* _DOKUMEN SUMBER_:
━━━━━━━━━━━━━━━━
Kolaborasi dan kerja sama antara kampus dan industri di era AI tidak lagi sekadar tentang mencetak tenaga kerja yang siap memenuhi tuntutan pasar, namun juga tentang membentuk lulusan yang mampu menjadi inovator, problem solver, dan pemimpin perbaikan di masa depan. Perguruan tinggi harus bergerak cepat (speed) untuk beradaptasi dengan lanskap yang terus berubah ini, menyelaraskan kurikulum dan metode pengajaran dengan kebutuhan industri berbasis teknologi. Artikel ini mengajak kita untuk mengeksplorasi bagaimana perguruan tinggi dapat merespons dinamika ini dengan lebih cerdas dan strategis, serta mengapa kecepatan dan ketepatan respons menjadi penentu keberhasilan institusi.
Baca juga: Dosen dan Tenaga Kependidikan: Pilar Perguruan Tinggi yang Harus Dilayani dengan Cermat
Revolusi industri 4.0, yang ditandai dengan dominasi kecerdasan buatan (AI), big data, dan otomatisasi, telah menciptakan disrupsi dan lanskap baru dalam dunia kerja. Pekerjaan tradisional yang dahulu menjadi tulang punggung ekonomi kini berubah semua, perlahan tapi pasti tergantikan oleh teknologi canggih. Di sisi lain, kebutuhan akan keterampilan baru seperti analisis data, pemrograman, pembelajaran mesin, dan pemikiran kritis terus meningkat. Tak hanya itu, kemampuan emosional atau soft skills, seperti komunikasi, kerja tim, kreativitas, dan adaptabilitas, semakin menjadi penentu keberhasilan, melengkapi keunggulan teknis (technical skills) yang dimiliki individu.
Bagi perguruan tinggi, tantangan ini tentu harus menjadi panggilan untuk terus melakukan pembaruan besar dalam kurikulum, sarana prasarana dan pendekatan pengajaran. Tidak cukup hanya menawarkan program studi berbasis teknologi, institusi harus melatih mahasiswa untuk berpikir kritis, kreatif, bekerja secara kolaboratif dalam tim multidisiplin, serta mampu mengintegrasikan inovasi teknologi dengan solusi nyata bagi masyarakat. Respons yang lambat terhadap perubahan ini bukan hanya memperlebar kesenjangan, namun juga dapat membuat lulusan kehilangan relevansi di dunia kerja era AI yang bergerak sangat dinamis.
━━━━━━━━━━━━━━━━
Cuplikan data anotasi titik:
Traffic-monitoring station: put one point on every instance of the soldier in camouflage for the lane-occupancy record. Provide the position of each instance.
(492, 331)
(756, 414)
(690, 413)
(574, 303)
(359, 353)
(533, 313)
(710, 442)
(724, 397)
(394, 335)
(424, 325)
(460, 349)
━━━━━━━━━━━━━━━━
Dalam artikel tentang kolaborasi kampus dan industri di era AI, apa saja yang disebut menandai revolusi industri 4.0? Entri-entri ini merupakan bahan tersendiri yang terpisah dari artikel.

Revolusi industri 4.0 ditandai dengan dominasi kecerdasan buatan (AI), big data, dan otomatisasi.